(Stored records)
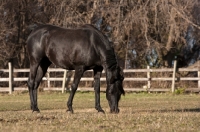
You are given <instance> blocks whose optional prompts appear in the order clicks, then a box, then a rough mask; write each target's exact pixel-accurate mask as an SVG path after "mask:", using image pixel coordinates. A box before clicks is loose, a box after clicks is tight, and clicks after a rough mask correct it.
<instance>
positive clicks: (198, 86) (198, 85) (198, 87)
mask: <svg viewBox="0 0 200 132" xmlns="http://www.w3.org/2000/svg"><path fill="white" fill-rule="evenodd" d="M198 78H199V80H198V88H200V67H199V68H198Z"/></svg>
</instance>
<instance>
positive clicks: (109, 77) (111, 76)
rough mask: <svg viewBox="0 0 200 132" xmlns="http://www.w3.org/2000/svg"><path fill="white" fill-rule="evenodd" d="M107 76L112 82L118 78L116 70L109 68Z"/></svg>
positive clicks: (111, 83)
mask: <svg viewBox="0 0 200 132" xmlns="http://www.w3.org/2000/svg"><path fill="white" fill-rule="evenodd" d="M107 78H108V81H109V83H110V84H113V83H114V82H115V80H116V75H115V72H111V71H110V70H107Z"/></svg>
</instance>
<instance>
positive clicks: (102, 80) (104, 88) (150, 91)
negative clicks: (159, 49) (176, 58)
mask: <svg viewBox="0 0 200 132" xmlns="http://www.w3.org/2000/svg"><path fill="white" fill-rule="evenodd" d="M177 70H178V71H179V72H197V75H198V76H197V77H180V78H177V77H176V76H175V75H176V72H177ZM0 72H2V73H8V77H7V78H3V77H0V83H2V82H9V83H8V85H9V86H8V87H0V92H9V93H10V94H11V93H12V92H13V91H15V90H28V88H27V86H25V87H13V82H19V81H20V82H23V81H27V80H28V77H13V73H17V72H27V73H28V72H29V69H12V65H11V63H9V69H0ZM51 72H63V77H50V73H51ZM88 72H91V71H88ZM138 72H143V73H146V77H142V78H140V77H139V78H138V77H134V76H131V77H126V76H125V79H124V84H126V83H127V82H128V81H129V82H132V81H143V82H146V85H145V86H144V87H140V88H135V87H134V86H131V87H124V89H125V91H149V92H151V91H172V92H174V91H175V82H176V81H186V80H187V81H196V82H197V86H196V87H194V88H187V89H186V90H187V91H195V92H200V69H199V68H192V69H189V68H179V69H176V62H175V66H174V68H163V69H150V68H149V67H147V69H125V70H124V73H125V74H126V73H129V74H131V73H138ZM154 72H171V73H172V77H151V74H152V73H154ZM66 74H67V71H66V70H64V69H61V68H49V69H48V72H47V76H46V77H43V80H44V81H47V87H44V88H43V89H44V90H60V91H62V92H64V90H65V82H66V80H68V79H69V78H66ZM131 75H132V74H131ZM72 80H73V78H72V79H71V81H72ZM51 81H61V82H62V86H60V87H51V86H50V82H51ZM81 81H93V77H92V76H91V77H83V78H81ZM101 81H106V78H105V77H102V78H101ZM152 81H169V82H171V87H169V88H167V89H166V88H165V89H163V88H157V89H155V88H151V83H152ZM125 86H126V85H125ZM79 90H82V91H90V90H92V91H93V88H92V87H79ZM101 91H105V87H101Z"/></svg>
* * *
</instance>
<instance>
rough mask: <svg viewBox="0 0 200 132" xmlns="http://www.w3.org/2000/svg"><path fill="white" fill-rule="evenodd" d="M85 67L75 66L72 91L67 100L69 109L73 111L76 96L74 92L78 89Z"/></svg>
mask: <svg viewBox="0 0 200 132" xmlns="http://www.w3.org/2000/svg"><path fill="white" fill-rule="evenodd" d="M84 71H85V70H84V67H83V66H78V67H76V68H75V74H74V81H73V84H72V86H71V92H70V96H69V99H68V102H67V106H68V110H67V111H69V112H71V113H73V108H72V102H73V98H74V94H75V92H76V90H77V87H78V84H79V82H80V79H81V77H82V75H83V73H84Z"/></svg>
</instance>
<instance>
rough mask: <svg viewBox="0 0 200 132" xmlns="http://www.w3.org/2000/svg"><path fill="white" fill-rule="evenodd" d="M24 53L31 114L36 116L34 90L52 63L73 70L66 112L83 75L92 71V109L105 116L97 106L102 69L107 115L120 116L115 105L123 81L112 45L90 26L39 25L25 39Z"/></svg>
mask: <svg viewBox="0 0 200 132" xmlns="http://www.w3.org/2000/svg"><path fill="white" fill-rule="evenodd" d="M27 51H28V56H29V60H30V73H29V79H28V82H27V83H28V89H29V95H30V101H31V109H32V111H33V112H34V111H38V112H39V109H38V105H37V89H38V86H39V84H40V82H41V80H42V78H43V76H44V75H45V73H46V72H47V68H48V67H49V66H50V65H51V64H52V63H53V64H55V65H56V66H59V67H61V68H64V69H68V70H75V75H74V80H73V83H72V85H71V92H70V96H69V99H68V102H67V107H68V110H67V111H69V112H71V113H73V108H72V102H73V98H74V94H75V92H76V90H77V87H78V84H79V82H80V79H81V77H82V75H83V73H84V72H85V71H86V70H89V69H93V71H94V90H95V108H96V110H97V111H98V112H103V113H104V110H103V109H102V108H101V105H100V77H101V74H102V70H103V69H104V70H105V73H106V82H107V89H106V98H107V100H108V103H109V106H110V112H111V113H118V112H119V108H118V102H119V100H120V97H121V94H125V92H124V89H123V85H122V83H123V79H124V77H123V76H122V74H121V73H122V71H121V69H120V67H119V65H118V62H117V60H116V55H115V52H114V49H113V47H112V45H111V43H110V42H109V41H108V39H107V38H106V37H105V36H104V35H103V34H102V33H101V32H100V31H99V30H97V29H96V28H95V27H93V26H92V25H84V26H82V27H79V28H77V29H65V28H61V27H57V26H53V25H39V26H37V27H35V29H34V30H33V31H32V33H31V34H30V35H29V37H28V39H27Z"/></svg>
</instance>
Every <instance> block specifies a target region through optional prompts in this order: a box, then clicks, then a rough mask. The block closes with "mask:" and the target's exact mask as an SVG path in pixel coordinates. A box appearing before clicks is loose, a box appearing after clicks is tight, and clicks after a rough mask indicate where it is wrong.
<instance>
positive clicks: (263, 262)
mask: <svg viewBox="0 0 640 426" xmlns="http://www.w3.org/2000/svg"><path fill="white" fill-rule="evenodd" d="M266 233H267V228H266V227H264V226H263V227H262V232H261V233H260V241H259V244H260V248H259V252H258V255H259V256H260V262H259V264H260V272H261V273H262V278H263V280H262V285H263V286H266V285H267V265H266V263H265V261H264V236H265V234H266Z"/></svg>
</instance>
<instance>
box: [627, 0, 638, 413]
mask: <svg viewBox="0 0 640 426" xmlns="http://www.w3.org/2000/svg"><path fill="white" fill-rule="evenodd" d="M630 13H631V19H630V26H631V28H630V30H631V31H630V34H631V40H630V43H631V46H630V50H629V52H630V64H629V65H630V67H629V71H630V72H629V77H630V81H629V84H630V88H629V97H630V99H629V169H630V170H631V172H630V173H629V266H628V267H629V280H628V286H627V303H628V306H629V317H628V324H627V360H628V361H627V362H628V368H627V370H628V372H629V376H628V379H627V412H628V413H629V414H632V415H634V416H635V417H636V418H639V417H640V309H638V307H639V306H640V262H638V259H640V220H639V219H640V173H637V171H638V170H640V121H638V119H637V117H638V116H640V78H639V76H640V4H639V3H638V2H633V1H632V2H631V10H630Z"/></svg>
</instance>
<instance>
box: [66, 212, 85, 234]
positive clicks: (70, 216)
...
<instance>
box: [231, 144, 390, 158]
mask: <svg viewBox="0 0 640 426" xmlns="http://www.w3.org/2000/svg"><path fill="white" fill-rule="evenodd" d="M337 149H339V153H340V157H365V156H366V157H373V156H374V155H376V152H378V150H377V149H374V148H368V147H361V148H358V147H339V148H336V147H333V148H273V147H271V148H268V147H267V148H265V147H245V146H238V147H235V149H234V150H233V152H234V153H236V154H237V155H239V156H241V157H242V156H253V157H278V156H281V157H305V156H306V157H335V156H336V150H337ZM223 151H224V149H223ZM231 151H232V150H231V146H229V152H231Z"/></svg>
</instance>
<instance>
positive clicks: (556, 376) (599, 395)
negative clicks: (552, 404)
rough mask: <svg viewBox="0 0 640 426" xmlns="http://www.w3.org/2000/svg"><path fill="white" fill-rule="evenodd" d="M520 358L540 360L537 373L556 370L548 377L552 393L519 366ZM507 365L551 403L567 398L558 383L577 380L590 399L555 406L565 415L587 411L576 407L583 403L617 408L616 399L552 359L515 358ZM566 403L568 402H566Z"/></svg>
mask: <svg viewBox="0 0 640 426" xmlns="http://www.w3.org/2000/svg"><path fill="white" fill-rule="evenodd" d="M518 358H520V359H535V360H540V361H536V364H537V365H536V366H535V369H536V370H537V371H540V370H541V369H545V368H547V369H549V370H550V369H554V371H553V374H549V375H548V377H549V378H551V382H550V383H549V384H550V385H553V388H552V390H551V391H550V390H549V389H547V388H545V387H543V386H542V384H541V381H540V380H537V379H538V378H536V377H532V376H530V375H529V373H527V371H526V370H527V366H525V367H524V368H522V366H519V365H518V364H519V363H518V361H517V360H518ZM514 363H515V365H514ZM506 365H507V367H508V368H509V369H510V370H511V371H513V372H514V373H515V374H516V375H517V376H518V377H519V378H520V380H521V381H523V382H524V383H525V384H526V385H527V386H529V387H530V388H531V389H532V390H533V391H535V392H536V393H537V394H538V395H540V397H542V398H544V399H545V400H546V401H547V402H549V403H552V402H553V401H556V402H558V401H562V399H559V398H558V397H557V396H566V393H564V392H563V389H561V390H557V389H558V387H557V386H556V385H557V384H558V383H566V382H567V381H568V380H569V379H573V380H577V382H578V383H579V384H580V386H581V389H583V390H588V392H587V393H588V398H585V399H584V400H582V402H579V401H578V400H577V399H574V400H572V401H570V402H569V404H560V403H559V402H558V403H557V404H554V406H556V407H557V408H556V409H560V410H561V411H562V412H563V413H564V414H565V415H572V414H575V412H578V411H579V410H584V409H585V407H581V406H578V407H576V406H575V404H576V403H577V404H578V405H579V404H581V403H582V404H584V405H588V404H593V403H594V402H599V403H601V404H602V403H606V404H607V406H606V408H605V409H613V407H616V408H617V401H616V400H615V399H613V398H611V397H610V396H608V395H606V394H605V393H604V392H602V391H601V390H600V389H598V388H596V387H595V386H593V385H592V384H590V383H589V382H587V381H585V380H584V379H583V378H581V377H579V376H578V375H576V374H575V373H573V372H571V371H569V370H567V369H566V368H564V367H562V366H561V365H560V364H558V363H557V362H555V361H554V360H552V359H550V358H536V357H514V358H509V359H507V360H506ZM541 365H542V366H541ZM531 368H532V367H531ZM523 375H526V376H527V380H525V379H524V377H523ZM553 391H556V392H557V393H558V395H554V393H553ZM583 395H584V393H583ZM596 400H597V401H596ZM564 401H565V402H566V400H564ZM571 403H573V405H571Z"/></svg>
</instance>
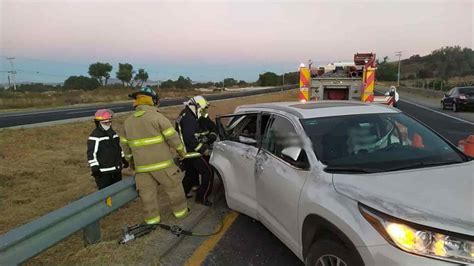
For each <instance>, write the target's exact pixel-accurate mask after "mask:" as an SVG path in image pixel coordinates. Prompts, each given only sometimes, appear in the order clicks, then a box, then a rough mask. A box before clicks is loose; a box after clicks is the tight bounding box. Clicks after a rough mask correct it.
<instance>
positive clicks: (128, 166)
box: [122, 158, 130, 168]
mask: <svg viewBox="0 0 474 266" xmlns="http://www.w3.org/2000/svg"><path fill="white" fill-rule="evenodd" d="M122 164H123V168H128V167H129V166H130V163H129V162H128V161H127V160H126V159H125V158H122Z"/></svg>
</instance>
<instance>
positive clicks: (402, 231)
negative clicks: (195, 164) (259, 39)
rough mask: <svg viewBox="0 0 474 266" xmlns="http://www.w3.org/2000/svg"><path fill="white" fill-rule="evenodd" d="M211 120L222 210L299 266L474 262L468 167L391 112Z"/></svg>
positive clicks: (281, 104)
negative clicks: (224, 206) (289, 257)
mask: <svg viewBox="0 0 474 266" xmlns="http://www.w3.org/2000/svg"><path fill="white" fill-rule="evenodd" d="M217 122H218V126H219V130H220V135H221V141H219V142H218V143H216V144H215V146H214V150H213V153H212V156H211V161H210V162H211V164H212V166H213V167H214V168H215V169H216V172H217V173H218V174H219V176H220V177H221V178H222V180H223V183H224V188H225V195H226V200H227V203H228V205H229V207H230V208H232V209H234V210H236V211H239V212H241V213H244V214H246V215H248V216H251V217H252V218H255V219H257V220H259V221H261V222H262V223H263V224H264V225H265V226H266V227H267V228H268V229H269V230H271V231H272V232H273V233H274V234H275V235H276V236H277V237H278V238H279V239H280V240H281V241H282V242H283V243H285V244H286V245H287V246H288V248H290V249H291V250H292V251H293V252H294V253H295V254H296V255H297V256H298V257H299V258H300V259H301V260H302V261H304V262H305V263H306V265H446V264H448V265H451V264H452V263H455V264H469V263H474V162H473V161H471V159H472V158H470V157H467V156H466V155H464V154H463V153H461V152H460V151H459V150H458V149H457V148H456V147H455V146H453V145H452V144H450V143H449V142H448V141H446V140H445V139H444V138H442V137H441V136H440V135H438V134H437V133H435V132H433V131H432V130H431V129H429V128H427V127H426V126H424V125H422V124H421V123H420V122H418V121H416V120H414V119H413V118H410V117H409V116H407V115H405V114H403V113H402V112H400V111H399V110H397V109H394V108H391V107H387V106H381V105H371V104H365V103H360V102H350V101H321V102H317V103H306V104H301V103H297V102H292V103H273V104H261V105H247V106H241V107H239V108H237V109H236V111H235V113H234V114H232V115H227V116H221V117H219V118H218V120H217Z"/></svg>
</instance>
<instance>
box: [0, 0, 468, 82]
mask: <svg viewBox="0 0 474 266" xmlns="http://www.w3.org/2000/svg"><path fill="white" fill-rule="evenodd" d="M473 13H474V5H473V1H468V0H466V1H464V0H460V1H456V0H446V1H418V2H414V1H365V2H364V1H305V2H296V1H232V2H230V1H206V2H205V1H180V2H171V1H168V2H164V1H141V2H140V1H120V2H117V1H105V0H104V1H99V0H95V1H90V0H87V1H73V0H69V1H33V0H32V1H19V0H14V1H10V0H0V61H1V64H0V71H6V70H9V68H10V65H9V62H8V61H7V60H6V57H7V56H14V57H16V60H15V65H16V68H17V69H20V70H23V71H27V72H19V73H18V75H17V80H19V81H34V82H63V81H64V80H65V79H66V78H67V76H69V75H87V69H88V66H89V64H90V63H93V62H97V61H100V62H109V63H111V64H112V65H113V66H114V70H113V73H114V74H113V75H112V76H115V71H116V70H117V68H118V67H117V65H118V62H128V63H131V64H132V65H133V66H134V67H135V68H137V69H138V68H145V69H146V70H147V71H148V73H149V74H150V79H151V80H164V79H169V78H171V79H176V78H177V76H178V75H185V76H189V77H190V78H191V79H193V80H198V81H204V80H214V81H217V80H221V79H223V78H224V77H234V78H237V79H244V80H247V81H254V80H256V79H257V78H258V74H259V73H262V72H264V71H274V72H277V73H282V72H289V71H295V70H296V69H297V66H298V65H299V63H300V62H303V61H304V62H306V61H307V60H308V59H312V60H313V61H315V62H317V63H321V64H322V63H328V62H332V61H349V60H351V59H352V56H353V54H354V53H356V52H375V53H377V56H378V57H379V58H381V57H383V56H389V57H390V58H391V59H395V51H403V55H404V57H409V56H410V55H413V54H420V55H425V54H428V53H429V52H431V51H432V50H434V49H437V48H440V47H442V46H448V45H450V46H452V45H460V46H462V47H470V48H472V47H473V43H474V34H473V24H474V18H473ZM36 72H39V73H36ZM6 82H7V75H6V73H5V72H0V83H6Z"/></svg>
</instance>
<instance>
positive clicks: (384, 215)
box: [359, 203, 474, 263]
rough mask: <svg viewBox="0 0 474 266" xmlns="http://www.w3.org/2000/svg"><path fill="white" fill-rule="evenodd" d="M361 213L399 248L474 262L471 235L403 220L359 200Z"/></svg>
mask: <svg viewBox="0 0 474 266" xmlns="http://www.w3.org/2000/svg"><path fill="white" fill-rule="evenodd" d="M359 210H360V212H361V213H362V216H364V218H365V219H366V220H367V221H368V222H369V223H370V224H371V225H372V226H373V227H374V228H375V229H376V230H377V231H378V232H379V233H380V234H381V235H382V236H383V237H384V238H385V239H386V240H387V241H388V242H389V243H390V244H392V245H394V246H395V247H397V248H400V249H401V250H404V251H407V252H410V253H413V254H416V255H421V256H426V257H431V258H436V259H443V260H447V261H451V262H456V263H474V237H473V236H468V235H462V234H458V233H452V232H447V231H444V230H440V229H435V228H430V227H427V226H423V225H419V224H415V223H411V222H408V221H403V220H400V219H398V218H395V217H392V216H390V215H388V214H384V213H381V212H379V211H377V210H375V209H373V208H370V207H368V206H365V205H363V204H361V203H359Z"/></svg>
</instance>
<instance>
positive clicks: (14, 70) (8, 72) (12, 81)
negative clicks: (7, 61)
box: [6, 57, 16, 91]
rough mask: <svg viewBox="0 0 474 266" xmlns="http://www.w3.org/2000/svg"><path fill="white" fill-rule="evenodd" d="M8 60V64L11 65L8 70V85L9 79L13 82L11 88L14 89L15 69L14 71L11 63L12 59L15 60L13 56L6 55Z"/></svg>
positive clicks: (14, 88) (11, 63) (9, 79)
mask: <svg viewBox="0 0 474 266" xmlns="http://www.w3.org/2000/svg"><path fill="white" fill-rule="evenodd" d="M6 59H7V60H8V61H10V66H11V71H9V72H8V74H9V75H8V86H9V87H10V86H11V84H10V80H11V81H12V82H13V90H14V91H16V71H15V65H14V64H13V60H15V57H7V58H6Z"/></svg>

**Work request**:
Please copy the lines above from the line with "You are given" up to and including the line with "positive clicks: (102, 80)", exactly as written and with nothing else.

**The completed task**:
You are given <instance> blocks whose optional prompts appear in the order clicks, then a box, then a rough mask; write each target's exact pixel-accurate mask as an SVG path after "mask:", using image pixel coordinates. A box before clicks is loose, a box after clicks is tight, and clicks after a rough mask correct it.
<instance>
positive clicks: (198, 86) (198, 85) (198, 87)
mask: <svg viewBox="0 0 200 132" xmlns="http://www.w3.org/2000/svg"><path fill="white" fill-rule="evenodd" d="M198 78H199V80H198V88H200V67H199V68H198Z"/></svg>
</instance>
<instance>
positive clicks: (109, 77) (111, 76)
rough mask: <svg viewBox="0 0 200 132" xmlns="http://www.w3.org/2000/svg"><path fill="white" fill-rule="evenodd" d="M107 76L112 82L118 78L116 70L109 68Z"/></svg>
positive clicks: (111, 83)
mask: <svg viewBox="0 0 200 132" xmlns="http://www.w3.org/2000/svg"><path fill="white" fill-rule="evenodd" d="M107 78H108V81H109V83H110V84H113V83H114V82H115V80H116V75H115V72H111V71H110V70H107Z"/></svg>
</instance>
<instance>
positive clicks: (102, 80) (104, 88) (150, 91)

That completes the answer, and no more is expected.